◆ **Image point annotation entries**
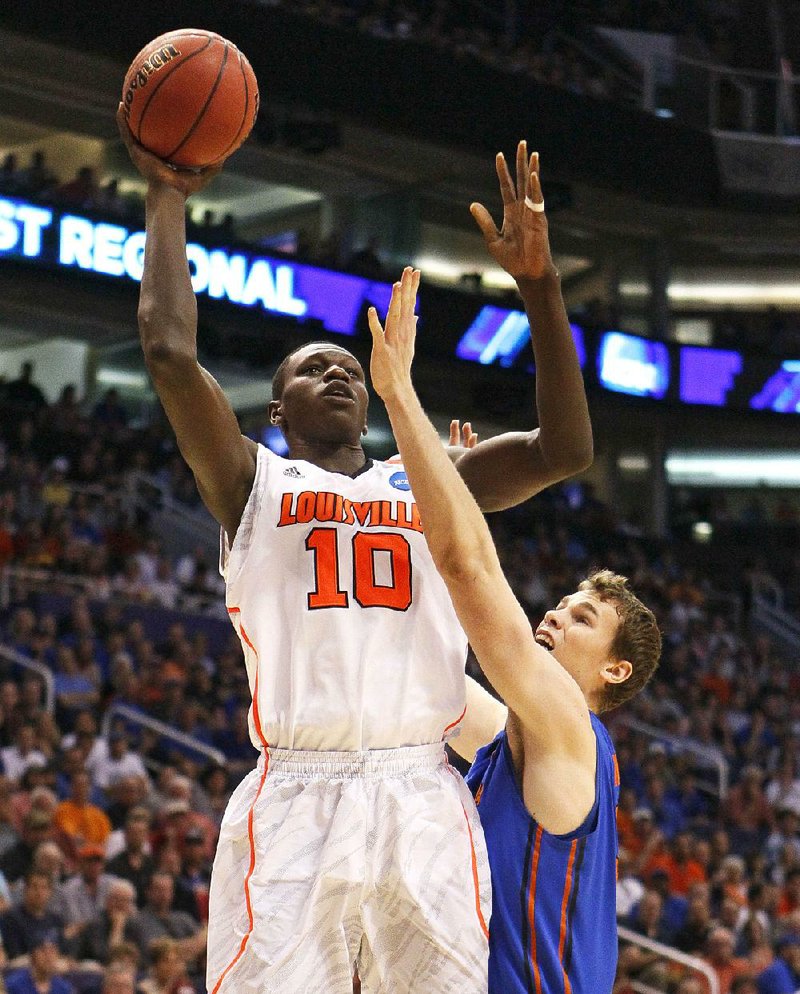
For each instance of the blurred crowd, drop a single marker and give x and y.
(548, 42)
(108, 826)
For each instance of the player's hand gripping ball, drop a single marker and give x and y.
(191, 98)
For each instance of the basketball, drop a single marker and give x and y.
(190, 97)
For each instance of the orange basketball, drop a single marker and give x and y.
(190, 97)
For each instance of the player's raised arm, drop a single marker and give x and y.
(208, 435)
(509, 468)
(531, 682)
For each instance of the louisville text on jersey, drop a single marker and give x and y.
(312, 506)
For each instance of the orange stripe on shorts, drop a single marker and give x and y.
(251, 835)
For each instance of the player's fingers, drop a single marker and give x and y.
(506, 183)
(407, 292)
(375, 326)
(122, 125)
(484, 221)
(522, 170)
(535, 194)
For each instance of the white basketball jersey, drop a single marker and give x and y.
(349, 635)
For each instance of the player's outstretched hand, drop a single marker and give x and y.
(521, 246)
(462, 436)
(155, 170)
(393, 346)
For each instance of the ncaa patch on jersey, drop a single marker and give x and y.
(399, 481)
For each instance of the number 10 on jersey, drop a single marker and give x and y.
(329, 590)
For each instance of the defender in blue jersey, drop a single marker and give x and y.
(546, 785)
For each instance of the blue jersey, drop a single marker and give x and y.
(553, 928)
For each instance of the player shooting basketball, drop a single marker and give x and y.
(547, 784)
(353, 842)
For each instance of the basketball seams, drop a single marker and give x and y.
(236, 141)
(162, 80)
(205, 106)
(189, 120)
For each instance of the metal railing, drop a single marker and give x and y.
(722, 98)
(673, 956)
(176, 520)
(708, 757)
(767, 614)
(39, 669)
(132, 717)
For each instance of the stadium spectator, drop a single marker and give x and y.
(693, 934)
(22, 395)
(119, 978)
(16, 860)
(681, 869)
(31, 921)
(719, 954)
(37, 179)
(134, 861)
(23, 754)
(119, 762)
(782, 976)
(158, 920)
(647, 917)
(80, 821)
(83, 895)
(167, 971)
(41, 975)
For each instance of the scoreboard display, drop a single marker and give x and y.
(454, 325)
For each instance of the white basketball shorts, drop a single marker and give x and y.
(330, 862)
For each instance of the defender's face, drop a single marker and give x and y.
(324, 396)
(579, 633)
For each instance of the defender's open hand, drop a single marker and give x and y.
(521, 246)
(393, 346)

◆ **SET PROBLEM**
Copy out every line of the data above word for word, leaving out the pictures.

◆ **COMPLETED EXERCISE**
For each instance of the blurred crowd, drop a single marker and give x and y.
(548, 42)
(108, 826)
For each instance of the player's hand gripping ball, drop a single marker and give x and y.
(191, 98)
For each instance of the basketball, drop a single marker and give x and y.
(190, 97)
For each instance of the orange basketball, drop a single marker and give x and y.
(190, 97)
For each instance of the player's raised arm, drop a single marker and give x and y.
(208, 435)
(509, 468)
(531, 682)
For each instance of the louisville text on jersey, drop a single marker and give x and y.
(312, 506)
For each instance of the orange stripe on shorts, drop a single marker and give x and y.
(251, 835)
For each instance of the player's fingers, drop a single marker and give x and y.
(506, 183)
(407, 292)
(375, 326)
(122, 125)
(484, 221)
(522, 170)
(535, 194)
For each instance of the white basketball jersey, drop a single marker and give x and y.
(349, 635)
For each instance of the player's outstretched hand, drop a single marker and give x and y.
(521, 246)
(462, 436)
(155, 170)
(393, 346)
For each instance of the ncaa patch on jersey, drop a single marker and give x and y.
(399, 481)
For each instance of the number 10 on jersey, drop a single marker and give x and y.
(329, 590)
For each instance of the defender in blue jersey, drop a single marker and give x and y.
(546, 785)
For each instance of the blue jersey, drop a single marker and give x and y.
(553, 928)
For each instance of the player shooting basketball, drop a single marker and give x and y.
(547, 784)
(353, 842)
For each instance of the basketball seams, drop a single marker and give x and y.
(236, 141)
(162, 80)
(205, 106)
(189, 120)
For each instance of the metal railing, drop a single marker and give x and y.
(722, 98)
(673, 956)
(176, 520)
(708, 757)
(767, 614)
(39, 669)
(132, 717)
For each instance of the stadium spectator, drop a single marker and give x and y.
(693, 934)
(22, 395)
(119, 978)
(16, 860)
(681, 869)
(31, 921)
(719, 954)
(37, 179)
(134, 861)
(23, 754)
(119, 762)
(782, 976)
(158, 920)
(647, 917)
(80, 821)
(83, 895)
(167, 971)
(41, 975)
For each instance of the scoreboard display, drop a single marker and give x and y.
(454, 325)
For each instance of the white basketball shorts, drop a single marker and give x and y.
(330, 862)
For each instance of the defender's face, drop a single marker and give x and y.
(324, 396)
(579, 633)
For each instance of the defender's open hand, drop a single marker and give x and y.
(521, 246)
(393, 346)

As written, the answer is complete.